#### WORK ITEM
Extract each line of the records below that contains the string "follows". Letter case must match.

#### Records from a data collection
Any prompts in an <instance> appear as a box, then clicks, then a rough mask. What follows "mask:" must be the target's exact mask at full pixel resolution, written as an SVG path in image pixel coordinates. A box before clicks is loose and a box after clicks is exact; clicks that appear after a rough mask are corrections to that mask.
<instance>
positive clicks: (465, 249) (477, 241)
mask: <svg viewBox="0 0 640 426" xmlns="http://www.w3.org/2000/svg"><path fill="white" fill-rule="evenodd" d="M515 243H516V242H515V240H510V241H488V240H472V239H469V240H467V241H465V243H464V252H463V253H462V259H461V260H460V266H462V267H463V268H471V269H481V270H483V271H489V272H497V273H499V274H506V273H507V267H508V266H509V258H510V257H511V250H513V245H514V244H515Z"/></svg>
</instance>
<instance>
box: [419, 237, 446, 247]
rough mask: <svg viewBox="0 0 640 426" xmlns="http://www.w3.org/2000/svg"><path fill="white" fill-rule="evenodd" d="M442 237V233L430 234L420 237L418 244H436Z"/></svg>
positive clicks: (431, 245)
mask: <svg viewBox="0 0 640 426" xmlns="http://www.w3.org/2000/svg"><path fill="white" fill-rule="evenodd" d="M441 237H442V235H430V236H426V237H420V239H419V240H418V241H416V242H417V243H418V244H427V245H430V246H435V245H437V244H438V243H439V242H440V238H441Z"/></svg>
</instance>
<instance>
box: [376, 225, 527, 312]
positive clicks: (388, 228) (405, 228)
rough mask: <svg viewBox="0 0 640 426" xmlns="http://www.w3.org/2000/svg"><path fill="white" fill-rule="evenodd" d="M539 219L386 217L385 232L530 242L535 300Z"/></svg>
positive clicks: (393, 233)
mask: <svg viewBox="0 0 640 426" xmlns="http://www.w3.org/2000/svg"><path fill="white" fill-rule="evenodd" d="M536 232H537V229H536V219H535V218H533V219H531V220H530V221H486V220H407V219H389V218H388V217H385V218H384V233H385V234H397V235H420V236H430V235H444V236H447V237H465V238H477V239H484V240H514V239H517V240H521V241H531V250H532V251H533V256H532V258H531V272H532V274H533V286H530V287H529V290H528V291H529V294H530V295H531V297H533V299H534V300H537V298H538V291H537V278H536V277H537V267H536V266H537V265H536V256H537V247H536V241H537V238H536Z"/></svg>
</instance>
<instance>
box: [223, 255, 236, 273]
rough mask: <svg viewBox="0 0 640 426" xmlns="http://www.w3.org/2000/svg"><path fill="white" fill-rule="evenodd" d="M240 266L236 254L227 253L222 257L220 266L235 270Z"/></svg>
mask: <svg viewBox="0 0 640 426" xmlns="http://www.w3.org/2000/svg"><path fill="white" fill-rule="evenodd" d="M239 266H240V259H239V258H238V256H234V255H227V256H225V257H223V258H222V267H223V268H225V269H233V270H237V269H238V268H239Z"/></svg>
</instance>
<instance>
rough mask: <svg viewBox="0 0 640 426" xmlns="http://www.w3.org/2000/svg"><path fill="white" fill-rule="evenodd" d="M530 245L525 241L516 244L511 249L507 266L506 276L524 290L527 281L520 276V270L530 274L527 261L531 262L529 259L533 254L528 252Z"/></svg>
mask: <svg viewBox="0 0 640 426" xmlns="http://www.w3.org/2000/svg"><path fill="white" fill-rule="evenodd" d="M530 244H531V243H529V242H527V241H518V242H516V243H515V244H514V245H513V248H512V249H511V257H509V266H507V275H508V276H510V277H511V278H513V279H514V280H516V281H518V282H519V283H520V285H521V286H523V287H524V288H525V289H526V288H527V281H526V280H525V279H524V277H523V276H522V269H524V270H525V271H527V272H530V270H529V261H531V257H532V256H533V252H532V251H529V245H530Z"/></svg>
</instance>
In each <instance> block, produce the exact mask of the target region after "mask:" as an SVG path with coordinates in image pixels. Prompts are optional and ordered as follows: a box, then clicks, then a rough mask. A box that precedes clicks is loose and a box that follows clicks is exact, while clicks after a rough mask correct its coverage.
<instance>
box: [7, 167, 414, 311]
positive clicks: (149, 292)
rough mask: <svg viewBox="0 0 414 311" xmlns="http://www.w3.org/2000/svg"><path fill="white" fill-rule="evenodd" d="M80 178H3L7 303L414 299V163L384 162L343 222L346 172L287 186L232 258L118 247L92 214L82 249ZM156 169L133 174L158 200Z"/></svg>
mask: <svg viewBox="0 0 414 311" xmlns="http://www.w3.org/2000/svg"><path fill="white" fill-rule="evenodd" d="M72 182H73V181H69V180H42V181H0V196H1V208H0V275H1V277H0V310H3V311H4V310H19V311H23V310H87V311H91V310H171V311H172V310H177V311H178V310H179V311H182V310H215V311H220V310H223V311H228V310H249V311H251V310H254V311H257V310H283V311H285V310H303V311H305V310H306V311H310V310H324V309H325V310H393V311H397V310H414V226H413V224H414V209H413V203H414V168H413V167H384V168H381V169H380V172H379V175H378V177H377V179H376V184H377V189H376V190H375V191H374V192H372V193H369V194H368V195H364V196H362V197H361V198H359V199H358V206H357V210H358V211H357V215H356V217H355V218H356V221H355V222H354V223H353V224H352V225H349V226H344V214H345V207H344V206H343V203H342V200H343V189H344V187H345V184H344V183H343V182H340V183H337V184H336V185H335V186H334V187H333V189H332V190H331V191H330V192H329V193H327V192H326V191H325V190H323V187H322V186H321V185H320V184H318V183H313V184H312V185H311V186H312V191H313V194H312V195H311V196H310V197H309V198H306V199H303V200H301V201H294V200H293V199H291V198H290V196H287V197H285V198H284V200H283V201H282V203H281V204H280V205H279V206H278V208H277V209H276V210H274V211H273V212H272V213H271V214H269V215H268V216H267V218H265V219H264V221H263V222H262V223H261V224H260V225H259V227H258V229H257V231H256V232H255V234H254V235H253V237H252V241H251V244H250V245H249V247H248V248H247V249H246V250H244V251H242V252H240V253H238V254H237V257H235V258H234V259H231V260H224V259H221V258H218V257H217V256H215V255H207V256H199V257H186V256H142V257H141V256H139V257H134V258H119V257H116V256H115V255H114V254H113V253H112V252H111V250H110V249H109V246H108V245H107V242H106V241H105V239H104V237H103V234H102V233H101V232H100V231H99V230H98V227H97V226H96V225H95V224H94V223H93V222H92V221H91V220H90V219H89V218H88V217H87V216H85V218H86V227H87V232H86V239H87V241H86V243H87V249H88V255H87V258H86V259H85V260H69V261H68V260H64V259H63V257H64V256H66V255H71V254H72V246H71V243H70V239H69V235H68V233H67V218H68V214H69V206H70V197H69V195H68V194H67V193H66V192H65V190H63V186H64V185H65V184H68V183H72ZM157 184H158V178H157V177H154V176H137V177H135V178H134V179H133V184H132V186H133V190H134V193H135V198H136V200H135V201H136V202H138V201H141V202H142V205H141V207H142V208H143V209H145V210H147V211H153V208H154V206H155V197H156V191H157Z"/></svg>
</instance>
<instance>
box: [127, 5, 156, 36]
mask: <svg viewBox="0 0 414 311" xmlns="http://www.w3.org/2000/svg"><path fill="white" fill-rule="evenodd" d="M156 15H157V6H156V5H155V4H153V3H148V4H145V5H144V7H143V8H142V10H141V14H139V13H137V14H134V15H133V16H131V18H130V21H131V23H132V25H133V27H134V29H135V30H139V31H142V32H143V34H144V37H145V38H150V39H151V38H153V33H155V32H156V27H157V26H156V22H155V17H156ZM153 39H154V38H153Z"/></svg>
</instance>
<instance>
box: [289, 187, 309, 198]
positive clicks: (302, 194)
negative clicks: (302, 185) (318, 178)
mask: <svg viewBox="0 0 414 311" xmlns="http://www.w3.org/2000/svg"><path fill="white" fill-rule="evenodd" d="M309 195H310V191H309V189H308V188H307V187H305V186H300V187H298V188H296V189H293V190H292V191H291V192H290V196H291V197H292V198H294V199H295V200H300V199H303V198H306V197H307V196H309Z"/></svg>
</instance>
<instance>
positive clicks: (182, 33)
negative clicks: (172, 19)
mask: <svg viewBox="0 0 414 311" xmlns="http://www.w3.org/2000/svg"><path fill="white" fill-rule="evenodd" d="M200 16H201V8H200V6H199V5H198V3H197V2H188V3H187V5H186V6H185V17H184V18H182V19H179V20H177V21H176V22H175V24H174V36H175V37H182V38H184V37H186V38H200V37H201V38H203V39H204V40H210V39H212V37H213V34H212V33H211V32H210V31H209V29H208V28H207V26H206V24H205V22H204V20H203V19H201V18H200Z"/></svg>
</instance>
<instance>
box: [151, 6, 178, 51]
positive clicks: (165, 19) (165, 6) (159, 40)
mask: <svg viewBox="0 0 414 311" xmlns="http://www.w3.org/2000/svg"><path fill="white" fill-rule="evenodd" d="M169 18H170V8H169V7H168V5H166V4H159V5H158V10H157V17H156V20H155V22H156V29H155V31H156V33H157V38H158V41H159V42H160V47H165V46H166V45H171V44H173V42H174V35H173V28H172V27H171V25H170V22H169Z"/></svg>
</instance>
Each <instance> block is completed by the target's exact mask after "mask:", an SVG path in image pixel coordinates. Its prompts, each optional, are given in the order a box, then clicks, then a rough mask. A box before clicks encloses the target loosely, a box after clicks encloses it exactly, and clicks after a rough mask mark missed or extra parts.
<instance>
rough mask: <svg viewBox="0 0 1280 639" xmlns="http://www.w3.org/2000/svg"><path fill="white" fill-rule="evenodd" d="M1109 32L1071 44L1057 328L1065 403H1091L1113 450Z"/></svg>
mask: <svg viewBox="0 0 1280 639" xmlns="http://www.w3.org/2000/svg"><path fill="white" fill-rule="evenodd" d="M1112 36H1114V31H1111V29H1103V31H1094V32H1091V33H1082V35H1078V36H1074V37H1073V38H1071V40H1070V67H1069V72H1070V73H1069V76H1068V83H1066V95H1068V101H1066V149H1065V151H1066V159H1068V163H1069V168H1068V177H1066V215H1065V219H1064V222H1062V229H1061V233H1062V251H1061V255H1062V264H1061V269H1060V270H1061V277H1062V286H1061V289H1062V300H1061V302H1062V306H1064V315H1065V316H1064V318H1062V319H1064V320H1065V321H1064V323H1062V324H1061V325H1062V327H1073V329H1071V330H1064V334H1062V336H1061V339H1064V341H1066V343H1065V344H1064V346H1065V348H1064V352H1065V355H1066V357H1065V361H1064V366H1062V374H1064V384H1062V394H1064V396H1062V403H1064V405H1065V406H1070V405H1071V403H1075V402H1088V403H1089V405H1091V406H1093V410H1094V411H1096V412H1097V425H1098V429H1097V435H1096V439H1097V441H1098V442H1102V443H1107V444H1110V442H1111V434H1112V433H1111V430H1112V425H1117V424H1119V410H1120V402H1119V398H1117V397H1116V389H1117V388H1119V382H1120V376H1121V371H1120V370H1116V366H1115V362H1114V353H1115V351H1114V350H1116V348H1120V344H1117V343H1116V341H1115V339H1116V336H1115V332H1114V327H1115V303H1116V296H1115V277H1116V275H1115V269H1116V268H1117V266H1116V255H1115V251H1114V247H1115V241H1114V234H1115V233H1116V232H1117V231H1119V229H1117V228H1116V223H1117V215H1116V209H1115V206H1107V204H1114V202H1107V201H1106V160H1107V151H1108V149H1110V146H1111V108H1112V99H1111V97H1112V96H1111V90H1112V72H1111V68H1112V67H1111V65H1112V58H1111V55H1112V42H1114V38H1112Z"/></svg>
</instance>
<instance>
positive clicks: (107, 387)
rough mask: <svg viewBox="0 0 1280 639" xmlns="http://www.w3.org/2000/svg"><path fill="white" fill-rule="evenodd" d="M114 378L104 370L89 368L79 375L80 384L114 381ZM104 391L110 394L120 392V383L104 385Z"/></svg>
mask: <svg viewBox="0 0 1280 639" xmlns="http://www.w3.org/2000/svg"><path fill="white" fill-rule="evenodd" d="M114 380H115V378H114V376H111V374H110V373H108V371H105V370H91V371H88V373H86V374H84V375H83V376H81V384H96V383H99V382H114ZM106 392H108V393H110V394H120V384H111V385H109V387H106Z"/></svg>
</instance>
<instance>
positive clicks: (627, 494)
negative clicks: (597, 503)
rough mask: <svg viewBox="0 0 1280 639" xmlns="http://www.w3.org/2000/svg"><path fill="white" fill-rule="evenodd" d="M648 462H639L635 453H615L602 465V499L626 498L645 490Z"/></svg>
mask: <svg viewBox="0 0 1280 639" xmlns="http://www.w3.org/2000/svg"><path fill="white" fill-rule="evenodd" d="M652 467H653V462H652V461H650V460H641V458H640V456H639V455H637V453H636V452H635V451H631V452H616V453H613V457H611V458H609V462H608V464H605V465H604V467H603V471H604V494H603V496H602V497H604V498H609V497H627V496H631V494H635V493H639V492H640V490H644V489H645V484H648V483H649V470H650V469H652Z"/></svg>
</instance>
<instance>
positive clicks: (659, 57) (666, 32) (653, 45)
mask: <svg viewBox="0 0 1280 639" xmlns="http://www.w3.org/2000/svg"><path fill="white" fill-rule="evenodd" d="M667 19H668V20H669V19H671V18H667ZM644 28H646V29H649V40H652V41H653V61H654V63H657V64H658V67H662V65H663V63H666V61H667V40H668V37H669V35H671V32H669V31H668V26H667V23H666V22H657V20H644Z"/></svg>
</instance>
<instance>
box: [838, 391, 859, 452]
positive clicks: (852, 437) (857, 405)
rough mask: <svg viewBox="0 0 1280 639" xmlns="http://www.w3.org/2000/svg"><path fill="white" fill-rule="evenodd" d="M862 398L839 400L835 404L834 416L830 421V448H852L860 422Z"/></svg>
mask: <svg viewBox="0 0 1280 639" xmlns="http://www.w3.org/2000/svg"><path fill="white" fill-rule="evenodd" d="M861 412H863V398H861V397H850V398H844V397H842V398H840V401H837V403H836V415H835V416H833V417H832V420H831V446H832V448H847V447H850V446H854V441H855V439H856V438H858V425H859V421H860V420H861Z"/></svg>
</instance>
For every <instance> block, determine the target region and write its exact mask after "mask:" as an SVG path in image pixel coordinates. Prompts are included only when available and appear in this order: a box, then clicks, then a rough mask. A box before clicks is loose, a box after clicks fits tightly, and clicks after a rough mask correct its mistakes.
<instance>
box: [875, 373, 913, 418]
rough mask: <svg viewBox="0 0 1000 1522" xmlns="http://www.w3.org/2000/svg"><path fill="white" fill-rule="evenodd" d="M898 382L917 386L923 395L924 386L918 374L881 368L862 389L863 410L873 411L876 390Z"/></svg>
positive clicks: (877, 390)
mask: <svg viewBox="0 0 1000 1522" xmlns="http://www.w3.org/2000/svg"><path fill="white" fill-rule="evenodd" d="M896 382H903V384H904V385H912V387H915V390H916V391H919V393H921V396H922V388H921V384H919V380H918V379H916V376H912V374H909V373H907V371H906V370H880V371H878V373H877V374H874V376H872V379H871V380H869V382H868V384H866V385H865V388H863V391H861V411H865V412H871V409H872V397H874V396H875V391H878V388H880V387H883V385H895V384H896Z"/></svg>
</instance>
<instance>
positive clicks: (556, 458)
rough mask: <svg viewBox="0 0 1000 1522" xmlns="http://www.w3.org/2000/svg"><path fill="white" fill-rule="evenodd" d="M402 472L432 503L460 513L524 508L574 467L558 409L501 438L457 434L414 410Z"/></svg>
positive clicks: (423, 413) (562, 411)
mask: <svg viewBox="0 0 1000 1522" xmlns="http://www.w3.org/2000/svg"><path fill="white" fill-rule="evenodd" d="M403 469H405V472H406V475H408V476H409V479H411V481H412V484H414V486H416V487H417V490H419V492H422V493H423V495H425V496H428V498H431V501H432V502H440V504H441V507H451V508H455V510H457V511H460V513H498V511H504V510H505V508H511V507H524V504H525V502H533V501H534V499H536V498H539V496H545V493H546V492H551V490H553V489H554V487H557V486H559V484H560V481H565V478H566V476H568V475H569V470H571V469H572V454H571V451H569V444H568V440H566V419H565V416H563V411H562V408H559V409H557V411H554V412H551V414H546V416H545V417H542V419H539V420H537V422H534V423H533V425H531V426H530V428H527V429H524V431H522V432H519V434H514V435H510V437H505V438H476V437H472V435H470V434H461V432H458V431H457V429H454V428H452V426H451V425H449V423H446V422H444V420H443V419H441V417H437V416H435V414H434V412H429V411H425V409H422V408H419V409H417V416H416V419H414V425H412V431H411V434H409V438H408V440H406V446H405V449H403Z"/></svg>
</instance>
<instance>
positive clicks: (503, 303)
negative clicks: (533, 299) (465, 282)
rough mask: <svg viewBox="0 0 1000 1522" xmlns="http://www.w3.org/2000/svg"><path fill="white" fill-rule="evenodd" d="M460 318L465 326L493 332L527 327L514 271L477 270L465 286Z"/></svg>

#### RESPONSE TO THIS EXERCISE
Any prompts in an <instance> appear as a box, then clicks, then a rough mask. What follows "mask:" must be the target's exact mask at full pixel resolution, written as an SVG path in image pixel coordinates. A box before clicks is loose and a box after clicks is exact; clicks that appear after a rough mask are corrections to that mask.
In each <instance> block, produce the exact mask of the target region after "mask:" as an SVG path with coordinates in image pixels. Prompts are optional and ordered as follows: a box, then clicks, then a rough mask. A box that precedes clicks is loose and a box that follows clicks is exact, while clicks after a rough mask correct its coverage.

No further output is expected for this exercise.